- [Problem statement]:
The answer must be a single number: how many lines of the entries below include "above".

>>>>

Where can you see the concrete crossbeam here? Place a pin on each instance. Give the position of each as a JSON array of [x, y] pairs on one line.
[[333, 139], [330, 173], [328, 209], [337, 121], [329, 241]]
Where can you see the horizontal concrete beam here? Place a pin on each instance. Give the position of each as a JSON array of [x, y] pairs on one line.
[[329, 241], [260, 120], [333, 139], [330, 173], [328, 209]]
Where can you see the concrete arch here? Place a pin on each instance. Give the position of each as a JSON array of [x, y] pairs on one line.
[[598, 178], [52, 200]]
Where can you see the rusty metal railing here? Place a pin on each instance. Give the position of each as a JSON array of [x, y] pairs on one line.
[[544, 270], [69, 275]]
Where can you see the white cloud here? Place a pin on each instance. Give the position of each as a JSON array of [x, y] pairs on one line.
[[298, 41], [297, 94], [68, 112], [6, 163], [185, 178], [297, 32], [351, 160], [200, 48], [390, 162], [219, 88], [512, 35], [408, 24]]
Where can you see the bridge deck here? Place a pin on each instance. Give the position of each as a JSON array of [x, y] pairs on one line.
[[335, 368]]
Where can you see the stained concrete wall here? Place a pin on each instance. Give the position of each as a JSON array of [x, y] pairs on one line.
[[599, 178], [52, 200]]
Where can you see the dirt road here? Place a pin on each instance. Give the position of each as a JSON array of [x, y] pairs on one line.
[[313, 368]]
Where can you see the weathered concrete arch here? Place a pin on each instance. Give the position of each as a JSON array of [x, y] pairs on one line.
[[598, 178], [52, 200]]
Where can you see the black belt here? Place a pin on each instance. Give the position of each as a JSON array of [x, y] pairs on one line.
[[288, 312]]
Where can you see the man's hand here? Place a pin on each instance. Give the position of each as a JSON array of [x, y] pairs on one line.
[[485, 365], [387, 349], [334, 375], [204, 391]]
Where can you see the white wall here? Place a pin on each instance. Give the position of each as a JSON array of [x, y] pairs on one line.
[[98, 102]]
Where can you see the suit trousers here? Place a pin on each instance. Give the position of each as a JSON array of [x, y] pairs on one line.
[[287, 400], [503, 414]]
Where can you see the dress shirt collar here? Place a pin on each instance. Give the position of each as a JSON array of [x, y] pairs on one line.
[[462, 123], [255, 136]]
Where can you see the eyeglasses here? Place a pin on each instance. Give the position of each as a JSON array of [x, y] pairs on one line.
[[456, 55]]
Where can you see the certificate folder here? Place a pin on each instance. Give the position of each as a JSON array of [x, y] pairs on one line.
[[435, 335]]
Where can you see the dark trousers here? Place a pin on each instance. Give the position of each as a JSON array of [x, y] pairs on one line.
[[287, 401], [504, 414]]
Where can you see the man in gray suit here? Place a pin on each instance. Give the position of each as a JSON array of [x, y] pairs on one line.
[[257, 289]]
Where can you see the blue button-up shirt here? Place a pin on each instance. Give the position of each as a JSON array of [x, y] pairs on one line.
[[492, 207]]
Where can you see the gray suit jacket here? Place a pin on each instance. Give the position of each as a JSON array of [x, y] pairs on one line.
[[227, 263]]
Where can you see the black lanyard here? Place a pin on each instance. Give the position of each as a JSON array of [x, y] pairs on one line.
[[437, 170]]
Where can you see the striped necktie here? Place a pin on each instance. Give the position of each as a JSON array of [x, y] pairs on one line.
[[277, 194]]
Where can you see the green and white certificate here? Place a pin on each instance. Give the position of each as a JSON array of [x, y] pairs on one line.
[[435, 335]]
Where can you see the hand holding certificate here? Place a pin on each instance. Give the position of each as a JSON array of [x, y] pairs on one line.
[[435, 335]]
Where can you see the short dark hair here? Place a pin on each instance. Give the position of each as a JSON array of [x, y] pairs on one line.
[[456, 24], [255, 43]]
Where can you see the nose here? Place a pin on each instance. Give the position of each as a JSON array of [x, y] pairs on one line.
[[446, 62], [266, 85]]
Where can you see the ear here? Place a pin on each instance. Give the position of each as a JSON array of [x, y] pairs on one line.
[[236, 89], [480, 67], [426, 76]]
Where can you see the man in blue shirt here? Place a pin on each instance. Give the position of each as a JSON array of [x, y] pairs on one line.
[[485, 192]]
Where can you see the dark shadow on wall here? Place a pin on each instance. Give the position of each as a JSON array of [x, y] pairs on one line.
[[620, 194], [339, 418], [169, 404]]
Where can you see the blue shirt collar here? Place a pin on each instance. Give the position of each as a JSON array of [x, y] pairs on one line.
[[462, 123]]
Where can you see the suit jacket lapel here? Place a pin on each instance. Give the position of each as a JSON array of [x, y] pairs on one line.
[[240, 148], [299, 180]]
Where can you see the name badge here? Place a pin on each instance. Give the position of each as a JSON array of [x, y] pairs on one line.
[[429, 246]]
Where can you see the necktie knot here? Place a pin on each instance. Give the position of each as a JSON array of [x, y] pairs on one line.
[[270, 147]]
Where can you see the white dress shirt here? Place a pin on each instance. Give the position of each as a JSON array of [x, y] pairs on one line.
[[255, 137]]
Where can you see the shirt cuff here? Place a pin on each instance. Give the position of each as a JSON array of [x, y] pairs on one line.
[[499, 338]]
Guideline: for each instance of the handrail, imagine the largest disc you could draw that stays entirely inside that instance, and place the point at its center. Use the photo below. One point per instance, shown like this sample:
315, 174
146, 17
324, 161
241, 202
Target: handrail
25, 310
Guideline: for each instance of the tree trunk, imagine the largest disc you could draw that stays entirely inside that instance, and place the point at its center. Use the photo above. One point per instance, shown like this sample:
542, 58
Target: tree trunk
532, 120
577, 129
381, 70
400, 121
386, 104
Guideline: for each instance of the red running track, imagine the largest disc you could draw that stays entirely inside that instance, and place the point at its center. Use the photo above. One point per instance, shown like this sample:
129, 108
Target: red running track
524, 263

<<<<

- [Written reply]:
2